++++ Supplied records ++++
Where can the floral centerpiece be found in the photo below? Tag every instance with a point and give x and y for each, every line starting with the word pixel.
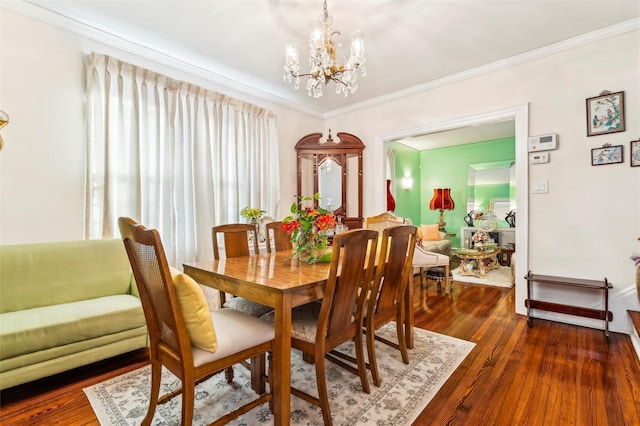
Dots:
pixel 308 228
pixel 252 213
pixel 480 238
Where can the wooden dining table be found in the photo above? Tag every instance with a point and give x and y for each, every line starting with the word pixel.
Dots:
pixel 277 281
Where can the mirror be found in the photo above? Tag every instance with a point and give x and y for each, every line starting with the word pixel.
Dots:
pixel 333 168
pixel 330 184
pixel 491 188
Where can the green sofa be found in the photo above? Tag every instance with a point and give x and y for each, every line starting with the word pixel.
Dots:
pixel 64 305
++++
### What the exercise asks
Copy out all of the lines above word for word, but leave out the picture.

### Problem solution
Where can the floral centerpiece be found in the photo below? Tag every instance with a point and give x and y for each, every line starting with the word pixel.
Dots:
pixel 308 228
pixel 252 213
pixel 480 238
Where can the wooden dining table be found in the photo above? Tag every instance with a point and give x and y for each, every line starting with the word pixel.
Dots:
pixel 277 281
Where can the mirror be found in the photo above? Tag every instance with a point and give x and y for each, every line starting with the word pixel.
Dots:
pixel 333 168
pixel 330 184
pixel 491 188
Where can the green sofa be found in the photo above? Tag every instance with a point and give x and y for each, every line starting with the word pixel.
Dots:
pixel 64 305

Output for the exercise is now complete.